*Brief*
Reproduce word for word everything in the records below, from the line containing "Tag the partially" down through the end of the records.

— Start —

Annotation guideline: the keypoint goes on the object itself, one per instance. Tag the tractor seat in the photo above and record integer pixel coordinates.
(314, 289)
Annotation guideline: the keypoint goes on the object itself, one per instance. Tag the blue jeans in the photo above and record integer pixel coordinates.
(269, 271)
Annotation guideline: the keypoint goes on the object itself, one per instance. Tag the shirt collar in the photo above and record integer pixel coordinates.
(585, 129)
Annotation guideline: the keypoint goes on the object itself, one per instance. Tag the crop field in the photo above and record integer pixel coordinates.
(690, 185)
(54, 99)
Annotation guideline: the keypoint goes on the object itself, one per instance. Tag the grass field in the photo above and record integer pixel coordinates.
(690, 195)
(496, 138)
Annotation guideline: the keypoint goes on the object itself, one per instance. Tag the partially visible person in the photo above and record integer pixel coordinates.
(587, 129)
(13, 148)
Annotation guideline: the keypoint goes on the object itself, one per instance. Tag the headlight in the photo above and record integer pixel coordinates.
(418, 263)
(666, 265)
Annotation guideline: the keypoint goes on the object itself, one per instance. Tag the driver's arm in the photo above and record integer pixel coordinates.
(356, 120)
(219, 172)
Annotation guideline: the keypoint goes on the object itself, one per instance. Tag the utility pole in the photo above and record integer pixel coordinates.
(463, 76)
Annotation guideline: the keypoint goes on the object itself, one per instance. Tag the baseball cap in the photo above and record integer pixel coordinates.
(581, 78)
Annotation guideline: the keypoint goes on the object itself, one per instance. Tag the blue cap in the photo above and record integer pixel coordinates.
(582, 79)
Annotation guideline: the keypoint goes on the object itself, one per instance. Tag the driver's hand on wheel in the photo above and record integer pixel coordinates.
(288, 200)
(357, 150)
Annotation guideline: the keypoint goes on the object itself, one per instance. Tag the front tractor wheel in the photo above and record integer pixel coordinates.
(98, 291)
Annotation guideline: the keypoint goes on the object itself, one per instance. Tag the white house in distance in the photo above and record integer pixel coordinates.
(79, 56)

— End —

*Exercise solution*
Annotation guideline: the keypoint goes on the object itself, one per instance. Tag the partially visible person in the photo above and record integer pixel coordinates.
(587, 129)
(13, 148)
Annotation guideline: the keypoint goes on the object itself, one per instance. Tag the headlight in the photo above and record integer pixel coordinates.
(418, 263)
(666, 265)
Annotation guideline: the keypoint goes on the object itself, one per instance. Tag the driver's arm in the photo above and record integer pixel coordinates.
(356, 120)
(219, 172)
Annotation guideline: the keypoint goes on the object itself, one per instance. Tag the utility pole in the photo above and record integer pixel coordinates.
(463, 76)
Annotation guideline: the keypoint goes on the object itself, one per instance. Tag the baseball cap in the photo above and record integer pixel coordinates.
(581, 78)
Annotation guideline: the keypoint goes on the object itself, one per instance. Tag the blue cap in the photo above and record integer pixel coordinates.
(582, 79)
Annotation guideline: the keypoint goes on the object itself, one per instance. Tag the driver's hand on wheel in the photo above and record integer pixel coordinates.
(288, 200)
(357, 150)
Annotation guideline: the keypoint goes on the object itself, one per instance. Tag the front tractor wheel in the photo above and record integer pixel coordinates.
(98, 291)
Annotation guideline: the keypoint goes on the object itself, one per instance. Tag the white house in distance in the photo above and record integer pixel coordinates.
(79, 56)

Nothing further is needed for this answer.